PROBLEM
Every line of the data is to be reproduced exactly.

DATA EXTRACT
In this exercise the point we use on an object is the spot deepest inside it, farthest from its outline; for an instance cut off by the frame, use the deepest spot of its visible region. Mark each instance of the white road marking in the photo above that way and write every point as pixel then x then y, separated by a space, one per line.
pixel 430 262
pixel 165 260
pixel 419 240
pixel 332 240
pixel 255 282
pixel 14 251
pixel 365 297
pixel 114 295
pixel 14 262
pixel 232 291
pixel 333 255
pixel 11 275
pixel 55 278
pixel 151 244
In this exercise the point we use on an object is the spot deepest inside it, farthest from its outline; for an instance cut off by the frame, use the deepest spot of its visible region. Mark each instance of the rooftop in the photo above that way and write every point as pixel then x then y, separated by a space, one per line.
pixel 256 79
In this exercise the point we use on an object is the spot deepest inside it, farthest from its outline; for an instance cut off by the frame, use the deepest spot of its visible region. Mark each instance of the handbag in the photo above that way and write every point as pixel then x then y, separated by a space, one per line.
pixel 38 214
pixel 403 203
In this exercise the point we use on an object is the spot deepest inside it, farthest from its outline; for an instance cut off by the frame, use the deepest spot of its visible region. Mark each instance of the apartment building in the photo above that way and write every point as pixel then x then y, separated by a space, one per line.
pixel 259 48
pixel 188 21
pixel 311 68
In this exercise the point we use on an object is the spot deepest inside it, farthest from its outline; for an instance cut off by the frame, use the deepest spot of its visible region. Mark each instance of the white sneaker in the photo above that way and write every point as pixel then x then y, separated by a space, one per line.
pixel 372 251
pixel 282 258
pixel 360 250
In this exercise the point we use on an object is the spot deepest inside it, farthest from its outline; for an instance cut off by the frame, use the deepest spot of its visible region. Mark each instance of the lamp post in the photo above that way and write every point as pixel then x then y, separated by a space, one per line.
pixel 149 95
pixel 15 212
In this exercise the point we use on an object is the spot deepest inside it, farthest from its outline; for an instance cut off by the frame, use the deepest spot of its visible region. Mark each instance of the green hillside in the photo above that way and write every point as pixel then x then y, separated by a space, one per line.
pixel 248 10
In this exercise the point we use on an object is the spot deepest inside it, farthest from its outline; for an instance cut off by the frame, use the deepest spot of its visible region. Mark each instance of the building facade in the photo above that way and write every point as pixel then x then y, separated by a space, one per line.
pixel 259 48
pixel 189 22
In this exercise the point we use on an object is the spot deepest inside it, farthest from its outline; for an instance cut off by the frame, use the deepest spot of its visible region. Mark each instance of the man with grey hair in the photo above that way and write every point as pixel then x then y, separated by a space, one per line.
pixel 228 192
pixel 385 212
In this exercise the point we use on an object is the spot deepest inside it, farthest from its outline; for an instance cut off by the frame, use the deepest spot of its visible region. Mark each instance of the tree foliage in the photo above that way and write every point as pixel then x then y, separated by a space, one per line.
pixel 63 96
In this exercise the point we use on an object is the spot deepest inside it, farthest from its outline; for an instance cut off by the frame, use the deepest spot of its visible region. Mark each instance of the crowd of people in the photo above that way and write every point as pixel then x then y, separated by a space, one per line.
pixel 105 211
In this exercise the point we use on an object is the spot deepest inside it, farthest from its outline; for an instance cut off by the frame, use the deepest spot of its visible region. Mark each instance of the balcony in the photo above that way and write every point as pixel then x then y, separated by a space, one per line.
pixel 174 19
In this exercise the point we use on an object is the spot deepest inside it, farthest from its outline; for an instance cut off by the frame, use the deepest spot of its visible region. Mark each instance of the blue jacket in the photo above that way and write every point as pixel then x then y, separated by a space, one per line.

PROBLEM SOLUTION
In this exercise the point we use on an object is the spot deepest inside it, farthest from its outline; for an instance cut off by the frame, use the deepest spot of its visible region. Mark each instance of the white road marking in the photo above that way and write every point as pixel then x then y, separated by a space, one per line.
pixel 430 262
pixel 165 260
pixel 419 240
pixel 332 240
pixel 255 282
pixel 14 251
pixel 365 297
pixel 114 295
pixel 14 262
pixel 232 291
pixel 333 255
pixel 11 275
pixel 55 278
pixel 151 244
In this exercise the point we use on an object is the spot deepest inside it, farthest from its outline; for an instance cut off by the frame, use the deepest spot of its visible region. Mark each instance of the rooftop in the photo above that way and write every point as pixel then x then y, separated by a space, one per line.
pixel 256 79
In this exercise the point we use on an object is the spot deepest inside it, farthest from its outline; for an instance cut off by the frame, use the deepest spot of its visible region. Mark each instance of the handbag in the photo above that way and write every point as pixel then x then y, separated by a space, one per line.
pixel 38 214
pixel 403 203
In this exercise the point we use on an object is the spot deepest inside it, farthest from its outline; for an instance cut off by the frame, use the deepest spot of its visible region. Mark each instance of the apartment building in the photo above that way and write every point as pixel then x then y, separated by a space, one per line.
pixel 259 48
pixel 188 21
pixel 311 68
In this exercise the point we use on an object is the spot deepest inside it, farthest from its outline; for an instance cut off by the frame, use the deepest spot of its visible region. Mark each instance of the white sneaker in the photo above that way and write every point as pixel then x then y, separated by a space, one per line.
pixel 372 251
pixel 282 258
pixel 360 250
In this exercise the point we use on an object is the spot deepest inside it, farthest from its outline; for an instance cut off by the frame, use the deepest spot of its visible region. Mark each instance of the lamp post in the photo above that way and write every point as pixel then x then y, separated by a space, one per line.
pixel 149 95
pixel 15 212
In this exercise the point we use on an object is the spot deepest inside it, farthest from its outline; for an instance cut off by the frame, use the deepest spot of its visible region. Mark each instance of the green hillside in the photo above that way and write every point as pixel then x then y, separated by a space, one per line.
pixel 248 10
In this exercise the point we use on an object is the spot deepest inside it, farthest from its outline; for an instance cut off by the frame, use the deepest spot of its visible region. Mark each instance of the building facade in the photo above that way and write every point as pixel then x then y, separated by a space, one per line.
pixel 259 48
pixel 189 22
In this exercise the point we use on an object is the spot deepest inside it, farthest from its outline; for an instance cut off by the frame, use the deepest spot of its visible region. Mark each instance of the man with grey hair in the photo above that way and write every point as pixel then x then y, separated by a space, one per line.
pixel 228 192
pixel 385 212
In this exercise the point we use on an object is the spot deepest inside it, farthest from its outline; for an instance cut off by the frame, use the deepest spot of its visible region. Mark each instance of the tree foliage in the photo above that way and write every point as pixel then x then y, separated by a space, one per line.
pixel 63 96
In this exercise the point we use on an object is the spot deepest inside it, farthest from its outline; for an instance cut off by the frame, use the deepest spot of its visible region. Mark each instance of the crowd of people in the photo above that way and write every point as pixel then x then y, separated by a space, one per line.
pixel 105 211
In this exercise the point we use on an object is the spot deepest inside it, farthest from its outline; for an instance cut off by the frame, use the deepest spot of its visible region. Mark each instance of the balcony in the photo above that way and write every point as pixel then x then y, separated by a space, one per line.
pixel 174 19
In this exercise the point we use on an object is the spot deepest inside it, farthest from its outline; for an instance cut off by the frame, use the deepest spot of its visible region. Mark each instance of the blue jacket in the photo above that way and write every point as pixel then x then y, separated by a space, one per line.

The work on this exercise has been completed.